Data records
★ ★ ★ ★ ★ ★ ★

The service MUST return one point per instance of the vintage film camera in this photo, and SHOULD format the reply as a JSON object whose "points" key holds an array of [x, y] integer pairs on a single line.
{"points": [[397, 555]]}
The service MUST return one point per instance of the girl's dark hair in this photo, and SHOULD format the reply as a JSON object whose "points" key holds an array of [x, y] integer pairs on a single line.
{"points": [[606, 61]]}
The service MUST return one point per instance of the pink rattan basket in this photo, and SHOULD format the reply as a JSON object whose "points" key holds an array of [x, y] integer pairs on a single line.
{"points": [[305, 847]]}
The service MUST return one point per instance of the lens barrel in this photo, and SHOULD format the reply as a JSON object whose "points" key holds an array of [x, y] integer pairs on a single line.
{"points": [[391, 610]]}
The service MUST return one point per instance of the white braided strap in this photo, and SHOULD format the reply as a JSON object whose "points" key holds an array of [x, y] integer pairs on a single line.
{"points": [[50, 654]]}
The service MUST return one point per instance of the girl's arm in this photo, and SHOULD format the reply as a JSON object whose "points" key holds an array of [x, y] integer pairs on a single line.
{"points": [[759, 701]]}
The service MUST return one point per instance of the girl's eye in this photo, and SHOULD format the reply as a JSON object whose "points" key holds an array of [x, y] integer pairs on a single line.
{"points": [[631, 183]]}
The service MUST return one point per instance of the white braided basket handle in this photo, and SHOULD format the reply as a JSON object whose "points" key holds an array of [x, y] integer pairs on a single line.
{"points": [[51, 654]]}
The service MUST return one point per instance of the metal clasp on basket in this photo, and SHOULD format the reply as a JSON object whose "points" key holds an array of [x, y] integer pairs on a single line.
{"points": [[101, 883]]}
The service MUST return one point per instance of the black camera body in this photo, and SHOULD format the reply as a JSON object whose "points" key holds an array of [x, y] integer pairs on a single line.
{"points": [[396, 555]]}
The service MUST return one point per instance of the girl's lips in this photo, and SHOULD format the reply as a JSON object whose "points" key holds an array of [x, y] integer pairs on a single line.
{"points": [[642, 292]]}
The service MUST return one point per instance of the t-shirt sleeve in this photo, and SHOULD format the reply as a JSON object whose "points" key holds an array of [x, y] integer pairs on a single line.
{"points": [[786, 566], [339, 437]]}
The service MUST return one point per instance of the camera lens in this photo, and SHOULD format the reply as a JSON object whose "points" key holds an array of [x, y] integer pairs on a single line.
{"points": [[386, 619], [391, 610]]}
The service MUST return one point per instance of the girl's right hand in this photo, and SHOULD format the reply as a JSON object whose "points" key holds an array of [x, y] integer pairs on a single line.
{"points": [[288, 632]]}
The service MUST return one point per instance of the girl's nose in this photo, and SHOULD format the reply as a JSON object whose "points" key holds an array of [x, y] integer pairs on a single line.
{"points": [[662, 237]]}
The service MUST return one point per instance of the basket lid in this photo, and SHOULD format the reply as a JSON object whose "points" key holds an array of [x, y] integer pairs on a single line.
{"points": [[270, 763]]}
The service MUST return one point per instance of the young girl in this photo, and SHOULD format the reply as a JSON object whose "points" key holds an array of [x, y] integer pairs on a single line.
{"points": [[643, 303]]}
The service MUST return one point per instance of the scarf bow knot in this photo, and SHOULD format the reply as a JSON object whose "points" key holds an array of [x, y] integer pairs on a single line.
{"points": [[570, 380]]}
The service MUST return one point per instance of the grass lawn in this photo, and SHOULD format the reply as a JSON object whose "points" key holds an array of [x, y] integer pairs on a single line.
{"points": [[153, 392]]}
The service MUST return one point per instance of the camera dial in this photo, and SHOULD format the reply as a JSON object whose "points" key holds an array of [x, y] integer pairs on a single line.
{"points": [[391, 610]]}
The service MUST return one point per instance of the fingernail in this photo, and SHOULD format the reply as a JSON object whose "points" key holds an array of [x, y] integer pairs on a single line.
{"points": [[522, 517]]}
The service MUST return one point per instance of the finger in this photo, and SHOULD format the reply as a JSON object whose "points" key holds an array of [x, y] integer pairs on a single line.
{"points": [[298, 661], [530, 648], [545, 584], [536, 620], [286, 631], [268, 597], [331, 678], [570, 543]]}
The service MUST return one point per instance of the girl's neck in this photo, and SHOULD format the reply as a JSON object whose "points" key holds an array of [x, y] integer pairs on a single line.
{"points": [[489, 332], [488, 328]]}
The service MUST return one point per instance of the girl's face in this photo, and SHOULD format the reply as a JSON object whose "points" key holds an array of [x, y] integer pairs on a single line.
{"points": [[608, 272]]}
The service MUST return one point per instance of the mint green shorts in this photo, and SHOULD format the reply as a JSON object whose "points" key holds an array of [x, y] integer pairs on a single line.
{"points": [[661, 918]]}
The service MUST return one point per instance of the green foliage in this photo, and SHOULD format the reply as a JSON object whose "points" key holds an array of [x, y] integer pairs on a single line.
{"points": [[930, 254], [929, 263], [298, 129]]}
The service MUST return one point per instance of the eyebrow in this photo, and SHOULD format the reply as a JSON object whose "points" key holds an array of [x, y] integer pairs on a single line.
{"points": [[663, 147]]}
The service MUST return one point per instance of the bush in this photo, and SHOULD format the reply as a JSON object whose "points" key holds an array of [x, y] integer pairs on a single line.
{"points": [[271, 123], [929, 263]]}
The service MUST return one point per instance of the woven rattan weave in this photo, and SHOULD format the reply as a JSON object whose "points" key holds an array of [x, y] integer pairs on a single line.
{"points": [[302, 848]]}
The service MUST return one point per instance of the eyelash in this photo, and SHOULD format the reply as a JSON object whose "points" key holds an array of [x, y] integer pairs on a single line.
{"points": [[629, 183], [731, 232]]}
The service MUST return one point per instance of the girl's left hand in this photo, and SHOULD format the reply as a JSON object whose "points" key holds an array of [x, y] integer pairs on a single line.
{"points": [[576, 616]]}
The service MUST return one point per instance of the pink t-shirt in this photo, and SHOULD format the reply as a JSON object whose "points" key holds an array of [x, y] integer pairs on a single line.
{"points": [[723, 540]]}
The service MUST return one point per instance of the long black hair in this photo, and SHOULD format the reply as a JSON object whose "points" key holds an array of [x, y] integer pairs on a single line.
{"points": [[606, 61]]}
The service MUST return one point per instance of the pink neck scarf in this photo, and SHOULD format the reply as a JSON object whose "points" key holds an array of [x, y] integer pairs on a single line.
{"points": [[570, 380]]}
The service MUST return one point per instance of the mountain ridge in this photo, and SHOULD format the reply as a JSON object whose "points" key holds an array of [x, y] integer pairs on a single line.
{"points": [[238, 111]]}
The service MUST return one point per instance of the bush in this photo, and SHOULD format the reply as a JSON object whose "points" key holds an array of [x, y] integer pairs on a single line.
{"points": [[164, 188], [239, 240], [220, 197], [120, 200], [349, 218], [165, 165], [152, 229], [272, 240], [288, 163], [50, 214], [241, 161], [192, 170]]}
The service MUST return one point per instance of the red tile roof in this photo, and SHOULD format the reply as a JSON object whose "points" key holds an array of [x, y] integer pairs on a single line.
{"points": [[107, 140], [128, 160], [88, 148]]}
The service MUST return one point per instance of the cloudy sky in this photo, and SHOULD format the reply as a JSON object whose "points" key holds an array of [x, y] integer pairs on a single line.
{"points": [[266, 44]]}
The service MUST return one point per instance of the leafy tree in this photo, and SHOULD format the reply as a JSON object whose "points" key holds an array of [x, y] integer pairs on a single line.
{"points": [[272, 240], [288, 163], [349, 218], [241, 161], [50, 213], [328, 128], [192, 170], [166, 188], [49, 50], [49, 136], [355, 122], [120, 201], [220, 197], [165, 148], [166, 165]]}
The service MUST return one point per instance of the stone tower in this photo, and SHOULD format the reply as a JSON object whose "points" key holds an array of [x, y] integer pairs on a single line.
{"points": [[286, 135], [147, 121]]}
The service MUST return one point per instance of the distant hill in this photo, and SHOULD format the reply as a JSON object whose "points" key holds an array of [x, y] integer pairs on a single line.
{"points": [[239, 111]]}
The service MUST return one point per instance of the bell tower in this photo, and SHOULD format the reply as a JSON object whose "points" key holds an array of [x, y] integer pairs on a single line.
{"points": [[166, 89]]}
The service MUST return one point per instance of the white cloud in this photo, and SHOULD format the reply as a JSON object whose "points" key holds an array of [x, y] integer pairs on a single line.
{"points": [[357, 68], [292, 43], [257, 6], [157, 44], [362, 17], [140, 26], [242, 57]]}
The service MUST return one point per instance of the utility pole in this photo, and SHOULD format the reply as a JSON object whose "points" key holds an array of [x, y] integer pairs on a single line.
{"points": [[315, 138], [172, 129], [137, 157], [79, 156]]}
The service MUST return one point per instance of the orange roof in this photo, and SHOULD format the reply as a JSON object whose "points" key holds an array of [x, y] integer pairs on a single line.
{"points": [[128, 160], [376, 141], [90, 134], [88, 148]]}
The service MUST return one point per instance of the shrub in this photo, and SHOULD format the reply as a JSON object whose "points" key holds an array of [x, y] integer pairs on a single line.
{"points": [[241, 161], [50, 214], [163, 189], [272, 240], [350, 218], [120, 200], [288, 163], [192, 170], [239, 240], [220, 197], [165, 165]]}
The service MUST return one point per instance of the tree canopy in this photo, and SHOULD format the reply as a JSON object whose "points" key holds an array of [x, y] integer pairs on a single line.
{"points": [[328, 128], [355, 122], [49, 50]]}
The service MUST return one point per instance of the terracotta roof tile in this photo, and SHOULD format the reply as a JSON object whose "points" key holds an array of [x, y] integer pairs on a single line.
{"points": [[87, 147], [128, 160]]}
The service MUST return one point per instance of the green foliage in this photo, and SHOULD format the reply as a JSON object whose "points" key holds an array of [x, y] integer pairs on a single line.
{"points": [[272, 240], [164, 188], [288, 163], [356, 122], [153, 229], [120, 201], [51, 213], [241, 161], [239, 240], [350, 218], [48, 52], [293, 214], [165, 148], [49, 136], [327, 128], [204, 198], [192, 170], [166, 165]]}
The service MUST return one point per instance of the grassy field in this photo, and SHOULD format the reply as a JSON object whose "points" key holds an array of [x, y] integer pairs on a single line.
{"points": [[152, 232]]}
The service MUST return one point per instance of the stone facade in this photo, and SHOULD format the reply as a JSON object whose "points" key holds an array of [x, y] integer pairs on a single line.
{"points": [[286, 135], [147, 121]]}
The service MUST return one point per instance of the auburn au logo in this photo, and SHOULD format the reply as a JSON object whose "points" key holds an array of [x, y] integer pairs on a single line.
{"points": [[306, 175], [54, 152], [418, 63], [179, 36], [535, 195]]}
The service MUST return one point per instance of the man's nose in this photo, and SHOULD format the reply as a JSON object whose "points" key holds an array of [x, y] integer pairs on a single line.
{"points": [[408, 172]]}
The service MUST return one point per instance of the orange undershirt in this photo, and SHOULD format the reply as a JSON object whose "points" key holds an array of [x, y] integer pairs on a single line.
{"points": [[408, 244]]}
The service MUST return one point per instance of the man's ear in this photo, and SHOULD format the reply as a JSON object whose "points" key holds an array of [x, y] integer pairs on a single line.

★ ★ ★ ★ ★ ★ ★

◆ DESCRIPTION OF THE TASK ◆
Locate "The service MUST return one point per instance of the grassy" in the material, then quote the line that contains it and all lines after it through the final one.

◆ SOLUTION TO THIS TASK ◆
The service MUST return one point per instance of the grassy field in this photo, and SHOULD format the reply as a JSON object whose "points" key holds an array of [x, y] integer pairs on a single line.
{"points": [[152, 232]]}
The service MUST return one point per instance of the stone facade in this photo, and SHOULD format the reply as a JSON object whose "points" key holds an array of [x, y] integer pairs on a single line.
{"points": [[286, 135], [147, 121]]}
The service MUST return one point per instance of the auburn au logo in this photo, and SHOULD format the reply as a JSON object whose "points" key holds an array of [x, y] integer pairs on a single line.
{"points": [[306, 175], [54, 152], [418, 63], [179, 36], [535, 195]]}
The service MUST return one point per instance of the man's nose in this photo, and SHOULD format the reply as a JSON object whose "points" key holds an array of [x, y] integer pairs on a single line.
{"points": [[408, 172]]}
The service MUST return one point per instance of the orange undershirt in this photo, and SHOULD format the reply as a JSON object whose "points" key holds an array of [x, y] integer pairs on a single line.
{"points": [[408, 244]]}
The service MUST return one point per instance of the man's ear in this photo, and SHOULD format the reply as a JSON object whose "points" key holds an array of [x, y] integer pairs on a single line.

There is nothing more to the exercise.